## Документ
☆ ☆ ☆ ☆
Недавно в Интернете появилась фотография, на которой изображён Олег Царёв с сыном – 1 сентября в какой-то крымской школе… Если на мгновение забыть (если это можно забыть), кто такой Царёв, что такое сотворили «царёвы», чем мы им обязаны, то ничего особенного – папа и сын…
Вот только какая-то вселенская грусть у одного на лице, у другого… не скажу на чём. Можно было бы даже на мгновение подумать, что такие, как Царёв могут задуматься, засомневаться. Но это только на мгновение, дальше вспоминаешь, из какого материала сделан папа этого мальчика, и понимаешь, что он лишён многих способностей простых смертных: способность к глубоким переживаниям и учащённому сердцебиению у ТАКИХ людей проявляется только в исключительных случаях. Я бы никогда не позволил себе такой вольности, как пытаться объяснить что-либо Царёву, глупо и бесполезно, а вот, глядя ребёнку в глаза, захотелось что-то попытаться объяснить…
«Сын за отца, конечно же, никак не отвечает, но от клейма «сын Царёва» тебе не отмыться уже никогда, и люди до скончания века на тебя будут смотреть только так, и любое твоё действие будут рассматривать только так. У тебя страшно грустное лицо, это можно, наверное, списать на то, что лето кончилось, школа, и всё такое, как обычно в таких случаях. Даже хочется посочувствовать тебе – я всегда сочувствую детям, когда лето заканчивается. Но я хотел тебе сказать о другом.
Это, безусловно, очень нехорошо – плохо высказываться при ребёнке о его папе (я был бы страшно недоволен, если бы кто-то при моём сыне что-либо нехорошее говорил обо мне). Взрослые обычно говорят в таких случаях так: если ты что-то хочешь сказать мне, то и говори мне, причём здесь мой ребёнок? Но тебе рано придётся привыкать к тому, что люди будут обязательно, глядя на тебя, вспоминать, чей ты сын и думать, что бы они хотели сказать и сделать твоему папе… С этим ничего уже не поделать. Об этом стоило бы задуматься твоему папе заранее, но ранее ситуация была такая, что быть «сыном Царёва» было очень круто, и твой отец именно, исходя из этого, вёл себя, и делал то, что он делал.
☆ ☆ ☆ ☆
## Записи данных
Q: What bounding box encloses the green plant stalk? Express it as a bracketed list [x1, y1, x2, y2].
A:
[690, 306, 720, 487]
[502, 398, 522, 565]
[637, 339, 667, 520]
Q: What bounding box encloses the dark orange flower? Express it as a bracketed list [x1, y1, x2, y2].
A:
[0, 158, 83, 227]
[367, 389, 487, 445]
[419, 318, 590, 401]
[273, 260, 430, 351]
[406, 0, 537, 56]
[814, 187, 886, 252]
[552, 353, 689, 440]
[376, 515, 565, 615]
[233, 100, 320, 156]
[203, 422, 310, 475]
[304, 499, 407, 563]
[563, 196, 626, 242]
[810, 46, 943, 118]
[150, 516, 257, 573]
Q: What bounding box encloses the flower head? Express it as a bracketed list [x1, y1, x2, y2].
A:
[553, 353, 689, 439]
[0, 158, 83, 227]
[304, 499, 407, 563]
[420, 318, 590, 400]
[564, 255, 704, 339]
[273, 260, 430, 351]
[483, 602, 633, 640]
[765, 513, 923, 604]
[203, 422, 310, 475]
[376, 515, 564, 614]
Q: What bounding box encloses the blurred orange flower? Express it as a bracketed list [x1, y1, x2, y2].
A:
☆ ☆ ☆ ☆
## Задание 1
Процитируйте дословно фрагмент текста о фотографии Царёва с сыном: от слов «Это, безусловно, очень» до слов «что он делал.» включительно.
## Задание 2
Изложите короче абзац, начинающийся словами «Это, безусловно, очень нехорошо», из текста о фотографии Царёва с сыном, сохранив его основные факты.

## Полное решение 1
Это, безусловно, очень нехорошо – плохо высказываться при ребёнке о его папе (я был бы страшно недоволен, если бы кто-то при моём сыне что-либо нехорошее говорил обо мне). Взрослые обычно говорят в таких случаях так: если ты что-то хочешь сказать мне, то и говори мне, причём здесь мой ребёнок? Но тебе рано придётся привыкать к тому, что люди будут обязательно, глядя на тебя, вспоминать, чей ты сын и думать, что бы они хотели сказать и сделать твоему папе… С этим ничего уже не поделать. Об этом стоило бы задуматься твоему папе заранее, но ранее ситуация была такая, что быть «сыном Царёва» было очень круто, и твой отец именно, исходя из этого, вёл себя, и делал то, что он делал.

## Полное решение 2
Плохо отзываться об отце при ребёнке нехорошо, и автор был бы недоволен, если бы так говорили о нём при его сыне. Взрослые в таких случаях обычно отвечают: говори со мной, при чём тут мой ребёнок. Но мальчику рано придётся привыкнуть к тому, что люди, глядя на него, будут вспоминать, чей он сын, и думать, что бы они хотели сказать и сделать его отцу. Изменить это уже нельзя. Отцу стоило задуматься об этом заранее, но раньше быть «сыном Царёва» было очень круто, и именно поэтому он вёл себя так, как вёл.